Les armes à énergie dirigées : versatilité de la nuisance électromagnétique
Les armes à énergie dirigées (AED) constituent un autre domaine proposant des options non cinétiques à usage varié. Les AED utilisent une énergie électromagnétique concentrée permettant d’immobiliser, désactiver, endommager ou détruire des systèmes militaires. Ces armes « laser » pourraient être utilisées pour se défendre contre des missiles, des drones autonomes ou potentiellement d’intercepter des missiles de croisière dans leur phase d’accélération. Ces armes permettent, aussi en configuration offensive, de nuire aux systèmes de communication, endommageant n’importe quel système de défense ayant des composantes électroniques (30).
L’avantage majeur de ces armes est la polyvalence d’utilisation, car elles intègrent des applications offensives comme défensives. Les systèmes ED ont des vitesses de tir qui, en théorie, avoisinent la vitesse de la lumière. Ils n’ont pas besoin de solutions balistiques, et leur usage n’est pas limité à un nombre de munitions en stock comme les armes conventionnelles. Ils peuvent soit être portables pour des usages limités contre des drones par exemple, ou montés sur des véhicules pour se défendre contre des essaims de drones ou des salves de missile. Nous pouvons aussi y voir des usages plus stratégiques comme sur des navires afin de tisser un réseau de défense et intercepter des missiles de croisière (31). Les nouvelles technologies pourraient ainsi être aussi variées que leurs applications mais pas sans conséquence sur l’environnement opérationnel.
L’environnement opérationnel, champ de compétition technologique
L’environnement opérationnel change de plus en plus vite. Les grands compétiteurs sont lancés dans une course pour s’approprier un positionnement tactique, opérationnel et stratégique qui leur soit favorable. La technologie sera vraisemblablement l’angle de prédilection pour obtenir un avantage décisif ou a minima pour éviter un déclassement en termes capacitaires (32). Les technologies nouvelles dévoilent des modes d’actions et des applications militaires permettant soit d’accélérer les prises de décisions, soit de couvrir un champ opérationnel plus large et plus profond, soit de substituer aux traditionnels soldats des machines de plus en plus létales, robustes et rapides ; soit, enfin, « d’augmenter » nos soldats.

CONSIGNE - Rédigez la suite du texte ci-dessus sur les armes à énergie dirigées et l'environnement opérationnel, en reprenant après sa dernière phrase. Les enregistrements qui viennent ensuite proviennent d'une autre source.

DONNÉES FOURNIES -
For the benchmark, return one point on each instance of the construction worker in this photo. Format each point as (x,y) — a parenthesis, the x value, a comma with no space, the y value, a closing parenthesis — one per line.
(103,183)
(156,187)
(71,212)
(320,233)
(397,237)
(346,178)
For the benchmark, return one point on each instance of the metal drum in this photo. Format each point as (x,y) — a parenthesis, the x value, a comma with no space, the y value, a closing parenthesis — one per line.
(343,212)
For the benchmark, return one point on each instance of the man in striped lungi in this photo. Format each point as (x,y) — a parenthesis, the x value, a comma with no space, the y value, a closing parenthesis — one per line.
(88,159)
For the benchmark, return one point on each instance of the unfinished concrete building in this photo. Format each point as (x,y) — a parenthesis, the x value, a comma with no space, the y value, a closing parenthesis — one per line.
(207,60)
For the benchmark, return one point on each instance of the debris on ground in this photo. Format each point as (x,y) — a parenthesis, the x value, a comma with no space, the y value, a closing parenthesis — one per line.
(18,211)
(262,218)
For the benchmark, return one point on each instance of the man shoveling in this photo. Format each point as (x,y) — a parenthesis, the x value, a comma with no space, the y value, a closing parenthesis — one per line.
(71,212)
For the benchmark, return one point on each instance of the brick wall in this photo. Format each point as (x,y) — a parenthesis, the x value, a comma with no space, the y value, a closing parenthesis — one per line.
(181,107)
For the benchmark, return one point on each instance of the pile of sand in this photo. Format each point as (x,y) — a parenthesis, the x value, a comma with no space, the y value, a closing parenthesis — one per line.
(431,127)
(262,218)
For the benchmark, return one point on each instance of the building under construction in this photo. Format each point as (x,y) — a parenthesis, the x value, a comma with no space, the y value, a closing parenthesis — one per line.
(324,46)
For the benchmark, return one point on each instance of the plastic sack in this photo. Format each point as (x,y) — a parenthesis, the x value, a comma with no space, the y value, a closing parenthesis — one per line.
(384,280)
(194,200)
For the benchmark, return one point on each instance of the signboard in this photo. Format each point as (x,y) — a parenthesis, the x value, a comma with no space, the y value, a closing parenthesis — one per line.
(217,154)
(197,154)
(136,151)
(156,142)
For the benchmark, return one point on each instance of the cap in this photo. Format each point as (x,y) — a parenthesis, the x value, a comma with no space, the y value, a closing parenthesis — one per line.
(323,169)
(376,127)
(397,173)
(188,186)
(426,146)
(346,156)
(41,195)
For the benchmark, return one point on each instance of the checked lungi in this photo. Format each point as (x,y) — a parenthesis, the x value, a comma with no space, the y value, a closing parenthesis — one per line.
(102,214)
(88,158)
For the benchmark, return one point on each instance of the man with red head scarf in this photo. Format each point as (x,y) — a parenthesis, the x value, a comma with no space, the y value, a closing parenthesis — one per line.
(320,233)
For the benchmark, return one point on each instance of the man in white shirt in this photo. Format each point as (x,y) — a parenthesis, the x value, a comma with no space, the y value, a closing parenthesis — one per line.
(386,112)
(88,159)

RÉPONSE -
De plus, le développement puis l’application isolée de ces nouvelles technologies comportent un risque : celui de ne pas capitaliser immédiatement et utilement sur leur combinaison et leur complémentarité. Les vraies ruptures se trouvent peut-être dans une convergence de nouveaux domaines technologiques où les combinaisons ouvrent de nouvelles possibilités (33). La robotisation et l’IA sont deux domaines de recherche distincts qui, pris isolément, peuvent déboucher sur des évolutions militaires importantes mais qui, associés, ont le potentiel d’engendrer de nouveaux paradigmes sociétaux et militaires. Ajoutons l’informatique quantique pour faire de la science-fiction une nouvelle réalité.
De nouveaux concepts opérationnels, qui reposent sur une meilleure appréciation des différents domaines de la guerre, sont en cours de développement. Le concept d’opérations multidomaines développé par l’armée américaine est le constat que le champ de bataille de demain s’étendra dans plusieurs domaines que sont terre, mer, air, Espace et cyber (34). Cette nouvelle approche conceptuelle des opérations doit permettre de mieux faire converger les approches capacitaires en prenant en compte les acquis technologiques réalisés.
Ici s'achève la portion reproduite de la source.